> Artikel:
────────────────
Ontleding.
De dichtregelen van de Decker bevatten twee volzinnen, die tegenstellend verbonden zijn. Van den eersten volzin is de hoofdzin: Alexander riep uit op 't graf van Thetis zoon, waarvan het onderwerp Alexander tot bepaling heeft twee verkorte nevensgeschikte bij voegelijke zinnen, namelijk: genoopt van schoonen nijt en van eergierigheijd tot rasens toe beseten. Het gezegde riep uyt heeft tot bepaling den voorwerpszin: Geluckig Jongeling, die 't puyckstuk der Poëten ontmoet hebt, om uwe eer te dragen wijd en zijd.
In dezen zin heeft de aangesproken persoon tot bepaling bij zich den bijvoegelijken zin: die 't puyckstuk der Poëten ontmoet hebt, waarvan 't gezegde ontmoet hebt bepaald wordt door den beknopten gevolgaanduidenden zin: om uwe eer te dragen wijd en zijd.
In den anderen volzin is de hoofdzin:
Hij had aldus gesegt, waarin had in de voorwaardelijke wijs staat voor hadde of zou hebben. Het gezegde heeft tot voorwerp bij zich: hoewel de Blindeman enz. tot herleven, en tot bepaling den voorwaardelijken zin: maer had hij doen geweten, dat enz. in welken zin het gezegde had geweten tot voorwerpszin heeft: dat eens een Quintus noch met soo geleerden vlijt en soo veel eeuwen lang na sijnes levens tijd sijn Leven en bedrijf sou hebben uijt gemeten (lees: soude uijtmeten.)
────────────────
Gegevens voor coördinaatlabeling
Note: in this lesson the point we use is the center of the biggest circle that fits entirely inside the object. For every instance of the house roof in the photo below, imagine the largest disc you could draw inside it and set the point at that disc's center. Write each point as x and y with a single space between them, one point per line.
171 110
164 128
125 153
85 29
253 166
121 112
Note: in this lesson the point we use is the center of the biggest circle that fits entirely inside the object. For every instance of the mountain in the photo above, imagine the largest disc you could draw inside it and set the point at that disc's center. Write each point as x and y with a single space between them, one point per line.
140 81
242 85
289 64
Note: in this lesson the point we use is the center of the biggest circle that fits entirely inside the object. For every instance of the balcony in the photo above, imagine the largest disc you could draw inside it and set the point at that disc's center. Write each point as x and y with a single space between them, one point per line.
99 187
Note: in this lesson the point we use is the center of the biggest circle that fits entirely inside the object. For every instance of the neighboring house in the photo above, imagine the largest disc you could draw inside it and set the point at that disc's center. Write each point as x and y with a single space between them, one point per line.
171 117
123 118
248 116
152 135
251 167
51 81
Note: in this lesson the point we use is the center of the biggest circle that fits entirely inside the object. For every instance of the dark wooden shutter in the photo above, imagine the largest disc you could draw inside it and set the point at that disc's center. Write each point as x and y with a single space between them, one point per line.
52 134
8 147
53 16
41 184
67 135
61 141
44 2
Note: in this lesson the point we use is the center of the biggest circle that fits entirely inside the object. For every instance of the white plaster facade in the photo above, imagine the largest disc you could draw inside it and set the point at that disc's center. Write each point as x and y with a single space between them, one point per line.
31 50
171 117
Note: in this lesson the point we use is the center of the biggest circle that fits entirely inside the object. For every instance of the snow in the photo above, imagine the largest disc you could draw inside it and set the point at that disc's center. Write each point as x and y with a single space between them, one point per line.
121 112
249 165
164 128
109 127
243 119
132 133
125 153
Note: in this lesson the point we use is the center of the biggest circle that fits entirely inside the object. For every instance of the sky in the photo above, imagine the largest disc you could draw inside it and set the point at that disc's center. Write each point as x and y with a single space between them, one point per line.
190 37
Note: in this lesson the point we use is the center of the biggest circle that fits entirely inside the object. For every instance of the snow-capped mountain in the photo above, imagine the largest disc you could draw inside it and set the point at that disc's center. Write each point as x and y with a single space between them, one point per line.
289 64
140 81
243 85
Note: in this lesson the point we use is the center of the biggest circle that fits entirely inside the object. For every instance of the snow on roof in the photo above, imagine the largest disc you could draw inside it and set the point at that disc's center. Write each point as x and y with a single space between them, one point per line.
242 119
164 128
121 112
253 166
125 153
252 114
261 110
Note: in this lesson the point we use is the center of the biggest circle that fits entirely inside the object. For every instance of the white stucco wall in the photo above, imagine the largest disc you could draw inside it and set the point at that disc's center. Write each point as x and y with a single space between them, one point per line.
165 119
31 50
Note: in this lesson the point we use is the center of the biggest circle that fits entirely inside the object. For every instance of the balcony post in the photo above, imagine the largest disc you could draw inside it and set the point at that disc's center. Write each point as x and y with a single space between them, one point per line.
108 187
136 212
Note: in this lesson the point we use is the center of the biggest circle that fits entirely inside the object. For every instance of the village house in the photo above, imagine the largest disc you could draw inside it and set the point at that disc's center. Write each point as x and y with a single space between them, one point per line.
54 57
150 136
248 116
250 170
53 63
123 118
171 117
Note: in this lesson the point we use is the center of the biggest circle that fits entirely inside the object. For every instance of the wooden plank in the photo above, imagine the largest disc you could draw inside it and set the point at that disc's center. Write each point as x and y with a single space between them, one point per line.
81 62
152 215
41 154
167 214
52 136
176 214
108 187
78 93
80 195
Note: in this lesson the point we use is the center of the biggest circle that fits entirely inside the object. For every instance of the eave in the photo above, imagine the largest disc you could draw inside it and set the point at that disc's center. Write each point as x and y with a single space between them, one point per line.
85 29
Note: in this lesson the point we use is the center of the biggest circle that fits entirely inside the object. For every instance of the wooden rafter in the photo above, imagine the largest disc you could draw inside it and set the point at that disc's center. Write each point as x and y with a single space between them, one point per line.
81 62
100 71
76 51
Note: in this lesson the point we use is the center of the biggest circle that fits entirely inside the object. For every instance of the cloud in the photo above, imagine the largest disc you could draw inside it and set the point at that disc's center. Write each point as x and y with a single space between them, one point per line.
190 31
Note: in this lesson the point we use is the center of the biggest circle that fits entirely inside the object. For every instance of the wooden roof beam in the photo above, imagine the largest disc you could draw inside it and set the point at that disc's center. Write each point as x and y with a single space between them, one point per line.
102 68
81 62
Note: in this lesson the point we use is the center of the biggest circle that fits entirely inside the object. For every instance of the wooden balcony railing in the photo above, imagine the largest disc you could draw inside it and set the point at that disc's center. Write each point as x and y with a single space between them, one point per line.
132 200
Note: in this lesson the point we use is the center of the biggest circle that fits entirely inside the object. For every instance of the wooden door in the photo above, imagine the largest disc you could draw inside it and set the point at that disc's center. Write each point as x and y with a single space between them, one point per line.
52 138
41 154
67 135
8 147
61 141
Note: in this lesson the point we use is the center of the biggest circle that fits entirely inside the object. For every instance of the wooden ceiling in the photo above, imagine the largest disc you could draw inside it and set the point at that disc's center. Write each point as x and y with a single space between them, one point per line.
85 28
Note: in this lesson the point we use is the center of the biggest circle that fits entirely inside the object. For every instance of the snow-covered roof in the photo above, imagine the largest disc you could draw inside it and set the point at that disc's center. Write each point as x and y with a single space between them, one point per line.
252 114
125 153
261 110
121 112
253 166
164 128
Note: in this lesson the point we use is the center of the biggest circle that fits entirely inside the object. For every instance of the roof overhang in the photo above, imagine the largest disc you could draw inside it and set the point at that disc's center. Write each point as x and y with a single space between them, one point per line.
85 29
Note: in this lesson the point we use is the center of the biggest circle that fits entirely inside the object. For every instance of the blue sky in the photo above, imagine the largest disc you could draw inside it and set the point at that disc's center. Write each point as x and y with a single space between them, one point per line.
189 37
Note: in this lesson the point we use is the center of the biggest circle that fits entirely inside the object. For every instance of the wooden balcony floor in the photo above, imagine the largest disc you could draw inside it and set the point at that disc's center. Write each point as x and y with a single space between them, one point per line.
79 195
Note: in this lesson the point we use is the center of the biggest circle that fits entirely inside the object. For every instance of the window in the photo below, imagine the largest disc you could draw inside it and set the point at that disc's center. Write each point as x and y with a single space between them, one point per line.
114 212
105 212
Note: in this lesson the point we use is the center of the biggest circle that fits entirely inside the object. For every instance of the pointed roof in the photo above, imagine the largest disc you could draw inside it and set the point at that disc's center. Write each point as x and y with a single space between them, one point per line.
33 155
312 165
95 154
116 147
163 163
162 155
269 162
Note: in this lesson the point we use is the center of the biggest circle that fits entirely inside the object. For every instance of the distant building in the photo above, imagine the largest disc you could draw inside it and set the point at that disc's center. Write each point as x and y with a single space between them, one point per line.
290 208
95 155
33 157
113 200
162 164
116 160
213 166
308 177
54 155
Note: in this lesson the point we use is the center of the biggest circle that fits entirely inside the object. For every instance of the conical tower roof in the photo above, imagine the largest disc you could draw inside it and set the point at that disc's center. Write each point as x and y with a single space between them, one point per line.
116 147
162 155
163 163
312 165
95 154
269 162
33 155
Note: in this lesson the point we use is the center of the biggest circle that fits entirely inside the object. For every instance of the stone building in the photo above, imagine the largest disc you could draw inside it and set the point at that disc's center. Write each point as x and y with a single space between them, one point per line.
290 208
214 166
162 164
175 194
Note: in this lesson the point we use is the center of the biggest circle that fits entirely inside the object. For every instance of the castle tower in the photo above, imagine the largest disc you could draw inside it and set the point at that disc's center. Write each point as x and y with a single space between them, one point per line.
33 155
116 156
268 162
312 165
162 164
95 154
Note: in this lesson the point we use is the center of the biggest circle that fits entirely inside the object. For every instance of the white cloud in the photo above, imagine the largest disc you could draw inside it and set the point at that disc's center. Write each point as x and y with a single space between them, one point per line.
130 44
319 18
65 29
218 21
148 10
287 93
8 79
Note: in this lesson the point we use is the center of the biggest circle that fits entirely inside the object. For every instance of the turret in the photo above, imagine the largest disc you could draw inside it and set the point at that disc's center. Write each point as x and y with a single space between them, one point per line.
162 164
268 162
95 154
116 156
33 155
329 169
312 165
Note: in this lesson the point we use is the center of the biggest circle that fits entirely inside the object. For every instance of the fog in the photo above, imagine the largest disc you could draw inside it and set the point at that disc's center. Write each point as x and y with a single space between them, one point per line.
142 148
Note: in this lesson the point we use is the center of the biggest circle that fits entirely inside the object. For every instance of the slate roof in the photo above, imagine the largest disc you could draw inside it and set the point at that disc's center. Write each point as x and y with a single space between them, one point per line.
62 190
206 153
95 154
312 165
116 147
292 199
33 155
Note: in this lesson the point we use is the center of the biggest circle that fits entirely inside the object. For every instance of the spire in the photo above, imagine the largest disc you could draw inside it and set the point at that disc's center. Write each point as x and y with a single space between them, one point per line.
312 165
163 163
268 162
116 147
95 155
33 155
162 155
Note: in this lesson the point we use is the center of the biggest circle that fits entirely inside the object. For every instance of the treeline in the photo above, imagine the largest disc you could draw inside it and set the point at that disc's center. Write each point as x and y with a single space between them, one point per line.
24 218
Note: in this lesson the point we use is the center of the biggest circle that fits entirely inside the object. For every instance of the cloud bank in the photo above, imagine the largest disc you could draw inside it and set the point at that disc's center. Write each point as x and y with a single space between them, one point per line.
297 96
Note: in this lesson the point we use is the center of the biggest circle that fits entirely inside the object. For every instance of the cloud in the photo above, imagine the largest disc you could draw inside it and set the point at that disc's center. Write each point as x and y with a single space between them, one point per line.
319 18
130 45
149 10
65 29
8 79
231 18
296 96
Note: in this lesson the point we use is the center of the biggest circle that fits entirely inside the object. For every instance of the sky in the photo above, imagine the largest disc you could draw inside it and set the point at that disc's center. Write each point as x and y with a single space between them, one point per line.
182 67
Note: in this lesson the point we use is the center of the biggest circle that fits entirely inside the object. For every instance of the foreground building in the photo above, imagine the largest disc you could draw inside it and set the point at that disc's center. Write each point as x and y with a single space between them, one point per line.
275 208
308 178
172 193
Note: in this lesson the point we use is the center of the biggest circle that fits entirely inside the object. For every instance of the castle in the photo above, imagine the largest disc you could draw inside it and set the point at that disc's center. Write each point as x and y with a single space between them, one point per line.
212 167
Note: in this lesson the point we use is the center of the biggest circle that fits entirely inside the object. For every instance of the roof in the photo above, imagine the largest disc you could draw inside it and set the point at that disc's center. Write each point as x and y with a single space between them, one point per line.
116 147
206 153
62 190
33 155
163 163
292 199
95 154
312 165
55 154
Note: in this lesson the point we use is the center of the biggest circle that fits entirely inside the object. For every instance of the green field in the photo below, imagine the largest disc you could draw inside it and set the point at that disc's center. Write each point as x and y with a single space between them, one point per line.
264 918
────────────────
Neem het stuk van "In den anderen" tot en met "(lees: soude uijtmeten.)" uit de ontleding over en hernoem daarin "gezegde" overal tot "predicaat". De gegevens doen hier niet ter zake.

In den anderen volzin is de hoofdzin:
Hij had aldus gesegt, waarin had in de voorwaardelijke wijs staat voor hadde of zou hebben. Het predicaat heeft tot voorwerp bij zich: hoewel de Blindeman enz. tot herleven, en tot bepaling den voorwaardelijken zin: maer had hij doen geweten, dat enz. in welken zin het predicaat had geweten tot voorwerpszin heeft: dat eens een Quintus noch met soo geleerden vlijt en soo veel eeuwen lang na sijnes levens tijd sijn Leven en bedrijf sou hebben uijt gemeten (lees: soude uijtmeten.)